→ Problems and tasks:
A) From the GLS_REGRESSION overview, list the properties it attributes to the estimator that results from whitening the model.
B) Extend the GLS_REGRESSION overview with the text that would follow its final sentence.

→ Document segment:
START

GLS_REGRESSION
Overview
The GLS_REGRESSION function fits a Generalized Least Squares (GLS) regression model, an extension of ordinary least squares (OLS) designed to handle situations where the error terms exhibit non-constant variance (heteroscedasticity) or are correlated with each other (autocorrelation). GLS was first described by Alexander Aitken in 1935 and remains a fundamental technique in econometrics and time series analysis.
In standard OLS regression, the Gauss-Markov theorem guarantees that the estimator is the best linear unbiased estimator (BLUE) when errors are independent and identically distributed. However, when these assumptions are violated, OLS estimates remain unbiased but are no longer efficient, and standard errors become unreliable. GLS addresses this by incorporating a known error covariance matrix \Omega into the estimation process.
The GLS estimator minimizes the squared Mahalanobis distance of the residual vector:
\hat{\beta}_{GLS} = (X^T \Omega^{-1} X)^{-1} X^T \Omega^{-1} y
This is equivalent to applying OLS to a transformed version of the data. Using Cholesky decomposition \Omega = CC^T, the model is whitened by multiplying both sides by C^{-1}, which standardizes the scale and decorrelates the errors. The resulting estimator is unbiased, consistent, efficient, and asymptotically normal with covariance:
\text{Cov}[\hat{\beta} | X] = (X^T \Omega^{-1} X)^{-1}
When \Omega is diagonal, GLS reduces to weighted least squares (WLS), which handles heteroscedasticity without correlation between observations. This implementation uses the statsmodels library’s GLS class. The function returns coefficient estimates, standard errors, t-statistics, p-values, confidence intervals, and model fit statistics including log-likelihood, AIC, and BIC.

END

→ Data lines:
START

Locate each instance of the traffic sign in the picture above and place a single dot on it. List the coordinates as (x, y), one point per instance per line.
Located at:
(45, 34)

END

→ Task answers:
A) unbiased, consistent, efficient, asymptotically normal

B)
For more details on the theoretical background, see the Wikipedia article on Generalized Least Squares and the statsmodels GLS documentation.
This example function is provided as-is without any representation of accuracy.
Excel Usage
=GLS_REGRESSION(y, x, sigma, fit_intercept, alpha)
y(list[list], required): Column vector of dependent variable values (n x 1 array)x(list[list], required): Matrix of independent variables (n x p array where p is the number of predictors)sigma(list[list], optional, default: null): Error covariance matrix (n x n array). Defaults to identity matrix if not provided.fit_intercept(bool, optional, default: true): If true, adds an intercept term to the modelalpha(float, optional, default: 0.05): Significance level for confidence intervals (between 0 and 1)
Returns (list[list]): 2D list with GLS results, or error message string.
Examples
Example 1: Demo case 1
Inputs:
| y | x |
|---|---|
| 1 | 1 |
| 2 | 2 |
| 3 | 3 |
| 4 | 4 |
Excel formula:
=GLS_REGRESSION({1;2;3;4}, {1;2;3;4})
Expected output:
"non-error"
Example 2: Demo case 2
Inputs:
| y | x | fit_intercept |
|---|---|---|
| 2 | 1 | false |
| 4 | 2 | |
| 6 | 3 | |
| 8 | 4 |
Excel formula:
=GLS_REGRESSION({2;4;6;8}, {1;2;3;4}, FALSE)
Expected output:
"non-error"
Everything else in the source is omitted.